(What you should do):
With no images included, output each entry below exactly as it appears.

(Material for this exercise):
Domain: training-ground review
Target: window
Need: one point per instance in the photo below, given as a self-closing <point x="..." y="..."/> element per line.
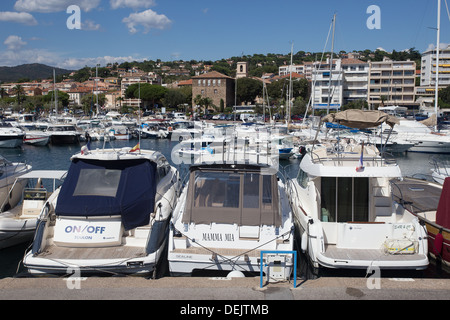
<point x="97" y="182"/>
<point x="344" y="199"/>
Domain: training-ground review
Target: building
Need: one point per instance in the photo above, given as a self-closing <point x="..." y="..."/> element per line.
<point x="391" y="83"/>
<point x="355" y="85"/>
<point x="215" y="86"/>
<point x="242" y="70"/>
<point x="428" y="67"/>
<point x="327" y="85"/>
<point x="286" y="69"/>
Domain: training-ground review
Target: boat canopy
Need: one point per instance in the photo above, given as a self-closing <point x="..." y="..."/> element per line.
<point x="360" y="119"/>
<point x="106" y="188"/>
<point x="443" y="210"/>
<point x="243" y="197"/>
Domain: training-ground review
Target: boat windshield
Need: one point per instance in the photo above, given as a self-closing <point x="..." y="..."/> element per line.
<point x="243" y="198"/>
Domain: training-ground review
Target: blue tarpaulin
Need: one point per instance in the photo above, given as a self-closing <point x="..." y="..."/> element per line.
<point x="104" y="188"/>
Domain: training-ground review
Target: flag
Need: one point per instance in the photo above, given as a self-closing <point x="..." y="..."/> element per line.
<point x="135" y="148"/>
<point x="360" y="168"/>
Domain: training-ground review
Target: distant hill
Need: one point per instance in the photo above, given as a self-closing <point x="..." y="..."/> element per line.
<point x="31" y="71"/>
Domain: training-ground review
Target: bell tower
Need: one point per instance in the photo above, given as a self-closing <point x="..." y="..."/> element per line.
<point x="242" y="70"/>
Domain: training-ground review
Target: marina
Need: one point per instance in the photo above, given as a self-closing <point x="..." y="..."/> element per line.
<point x="57" y="157"/>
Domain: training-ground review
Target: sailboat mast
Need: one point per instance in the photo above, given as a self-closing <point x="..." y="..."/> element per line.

(Task response):
Domain: training-ground review
Target: window
Need: one point per instance in the photo below, given as a self-closing <point x="..." y="..."/> element per line.
<point x="97" y="182"/>
<point x="344" y="199"/>
Domain: training-ground review
Target: building
Need: one point per instance in the photo above, given as a self-closing <point x="..." y="..."/> element per line.
<point x="391" y="83"/>
<point x="355" y="85"/>
<point x="215" y="86"/>
<point x="242" y="70"/>
<point x="428" y="67"/>
<point x="327" y="85"/>
<point x="286" y="69"/>
Domain: training-ground review
Target: boat canopy
Need: one point per instance in the photo above, given as a self-closing <point x="..." y="..."/> element per line.
<point x="360" y="119"/>
<point x="106" y="188"/>
<point x="443" y="210"/>
<point x="243" y="197"/>
Domain: training-ground review
Target: boat windshield
Need: one point per instance in the photo above, given as a self-closing <point x="..." y="..."/> element per line.
<point x="243" y="198"/>
Domain: training-ground review
Target: blue tarpaulin
Need: one point per instance in the photo above, given as a self-closing <point x="..." y="..."/> element per line.
<point x="104" y="188"/>
Domain: training-ground review
Target: flag
Need: one point per instance in the photo above, given as a self-closing <point x="..." y="..."/> element per line.
<point x="135" y="148"/>
<point x="360" y="168"/>
Domain: training-ground review
Target: distant hill
Need: one point per instance in the photo above, given as a self-closing <point x="..." y="..."/> element per line.
<point x="31" y="71"/>
Domain: training-ground review
Target: bell tower
Need: one point per instance in the photo above, given as a self-closing <point x="..." y="..."/> element per line.
<point x="242" y="70"/>
Domain: training-ground review
Target: marina
Need: one point per instance in the photo above, given as a self-closing <point x="..." y="..."/> element per line.
<point x="57" y="157"/>
Domain: training-ground review
Target: sailboat mast
Need: one point per instance in the photo above, given as a self-closing <point x="..." y="..."/> element per line.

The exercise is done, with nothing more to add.